* WHAT THE TASK ASKS
Reproduce word for word the part of the forum thread on gas meter clocking between "The proper procedure" and "(Nov 12, 2014)", inclusive.

* SOURCE EXCERPT
--- start ---
The proper procedure is to use a manometer to set it but in theory meter clocking will tell you the firing rate. It is NOT the proper way to adjust the valve or a shortcut.

Did you use the proper meter clocking chart and dial and scale. It is easy to make a mistake. You also need to be very accurate with the # of seconds and use a digital watch or stopwatch. I usually do 3 tests and average them.


----------



## PF4DIY (Nov 12, 2014)

Can this manometer be used also for measuring the manifold pressure or In/Out pressure for the valve ?
http://www.ebay.ca/itm/Digital-Manometer-Differential-Air-Pressure-Meter-Gauge-/120658272340

I guess that the metal piece that is in this picture gets attached to the valve


----------



## tireshark (Aug 17, 2014)

ben's plumbing said:


> again with all respect...if a professional told you to adjust a manifold pressure setting with out proper equiptment when doing so ..is just plain wrong....


Well how about the people at honeywell that wrote the installation instructions for my valve? Were they plain wrong to literally include instructions on how to check and adjust gas flow rate by clocking the gas meter? Because they did.

I've yet to really hear a good explanation as to why clocking the meter is useless in determining gas flow issues. I mean if that's so, then why does honeywell include it as part of the startup and checkout process (not to mention everyone else that does)?
--- end ---
* RECORD EXCERPTS
--- start ---
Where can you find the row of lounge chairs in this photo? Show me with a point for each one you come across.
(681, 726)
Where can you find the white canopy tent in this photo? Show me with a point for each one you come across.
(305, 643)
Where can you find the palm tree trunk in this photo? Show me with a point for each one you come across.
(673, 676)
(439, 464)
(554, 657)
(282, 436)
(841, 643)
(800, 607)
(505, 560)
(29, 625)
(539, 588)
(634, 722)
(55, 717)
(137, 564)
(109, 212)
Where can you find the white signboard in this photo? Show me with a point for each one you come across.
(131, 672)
--- end ---
--- start ---
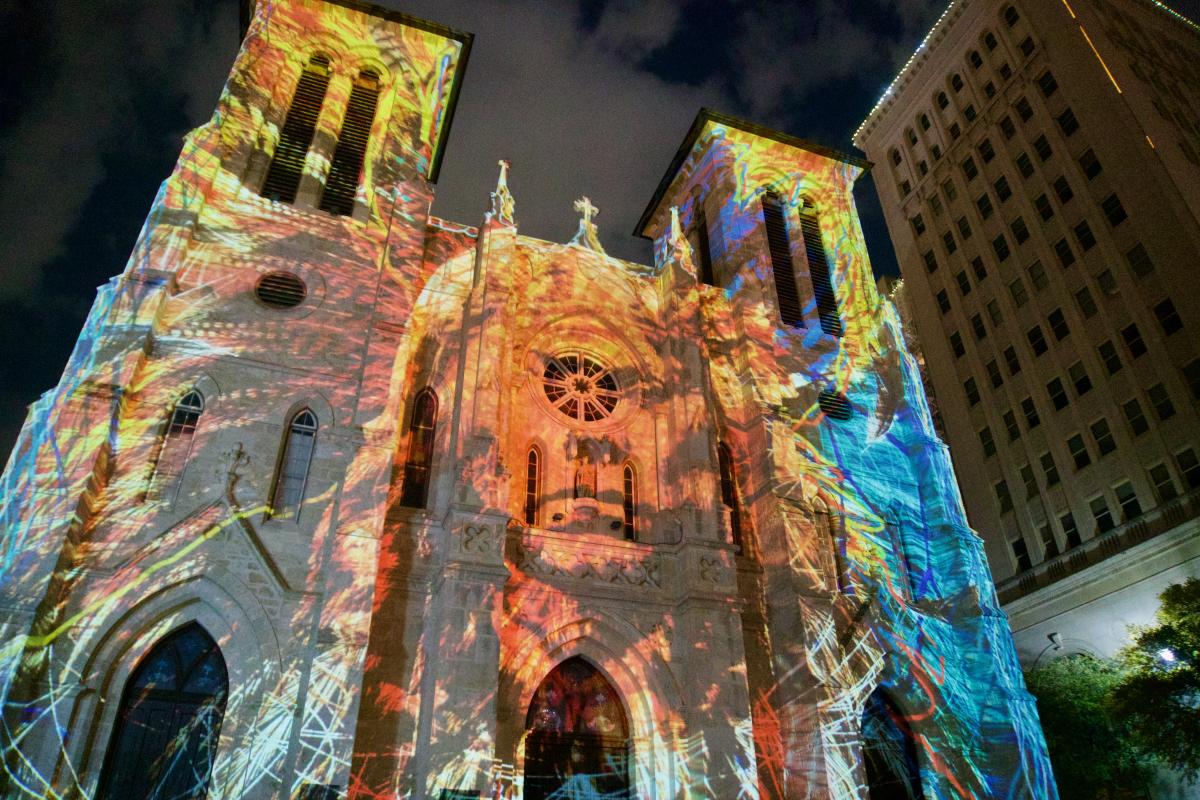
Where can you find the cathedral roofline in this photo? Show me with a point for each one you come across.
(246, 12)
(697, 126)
--- end ---
--- start ---
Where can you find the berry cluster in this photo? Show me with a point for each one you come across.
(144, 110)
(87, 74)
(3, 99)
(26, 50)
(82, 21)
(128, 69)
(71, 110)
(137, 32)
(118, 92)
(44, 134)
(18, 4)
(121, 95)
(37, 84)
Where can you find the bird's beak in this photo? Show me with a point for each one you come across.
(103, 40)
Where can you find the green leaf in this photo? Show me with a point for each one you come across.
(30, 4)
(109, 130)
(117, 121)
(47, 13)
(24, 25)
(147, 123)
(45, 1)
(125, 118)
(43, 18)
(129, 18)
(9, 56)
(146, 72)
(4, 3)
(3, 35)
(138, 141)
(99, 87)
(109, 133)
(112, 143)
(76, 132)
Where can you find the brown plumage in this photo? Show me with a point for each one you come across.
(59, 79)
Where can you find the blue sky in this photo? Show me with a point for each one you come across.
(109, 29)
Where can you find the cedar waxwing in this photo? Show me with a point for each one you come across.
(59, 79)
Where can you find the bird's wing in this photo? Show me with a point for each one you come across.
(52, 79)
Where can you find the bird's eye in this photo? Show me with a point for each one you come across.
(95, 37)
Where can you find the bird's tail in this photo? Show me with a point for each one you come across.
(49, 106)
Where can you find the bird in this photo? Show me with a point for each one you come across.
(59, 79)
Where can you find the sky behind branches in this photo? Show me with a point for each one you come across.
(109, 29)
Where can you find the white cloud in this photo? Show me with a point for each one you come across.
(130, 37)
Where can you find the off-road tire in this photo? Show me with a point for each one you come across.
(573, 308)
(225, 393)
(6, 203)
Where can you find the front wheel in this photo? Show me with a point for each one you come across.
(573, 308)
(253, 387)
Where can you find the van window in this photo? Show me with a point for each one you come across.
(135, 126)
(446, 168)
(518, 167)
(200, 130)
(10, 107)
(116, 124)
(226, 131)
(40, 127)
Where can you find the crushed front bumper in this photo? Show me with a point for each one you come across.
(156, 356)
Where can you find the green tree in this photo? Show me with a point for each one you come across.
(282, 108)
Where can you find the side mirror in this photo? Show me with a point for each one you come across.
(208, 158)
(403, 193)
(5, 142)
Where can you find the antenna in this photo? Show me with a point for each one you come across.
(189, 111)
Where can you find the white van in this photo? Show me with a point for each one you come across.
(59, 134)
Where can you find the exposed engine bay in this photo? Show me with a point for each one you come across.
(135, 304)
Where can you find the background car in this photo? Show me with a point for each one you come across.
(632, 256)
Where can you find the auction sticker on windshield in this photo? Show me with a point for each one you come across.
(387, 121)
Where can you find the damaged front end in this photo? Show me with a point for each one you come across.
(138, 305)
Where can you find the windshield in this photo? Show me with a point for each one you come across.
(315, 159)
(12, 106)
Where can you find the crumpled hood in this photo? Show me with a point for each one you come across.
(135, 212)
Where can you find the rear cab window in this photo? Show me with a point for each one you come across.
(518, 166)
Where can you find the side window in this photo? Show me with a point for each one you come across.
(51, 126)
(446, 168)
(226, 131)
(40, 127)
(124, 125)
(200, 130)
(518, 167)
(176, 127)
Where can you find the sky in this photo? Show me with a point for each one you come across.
--- end ---
* IN RESPONSE
The proper procedure is to use a manometer to set it but in theory meter clocking will tell you the firing rate. It is NOT the proper way to adjust the valve or a shortcut.

Did you use the proper meter clocking chart and dial and scale. It is easy to make a mistake. You also need to be very accurate with the # of seconds and use a digital watch or stopwatch. I usually do 3 tests and average them.


----------



## PF4DIY (Nov 12, 2014)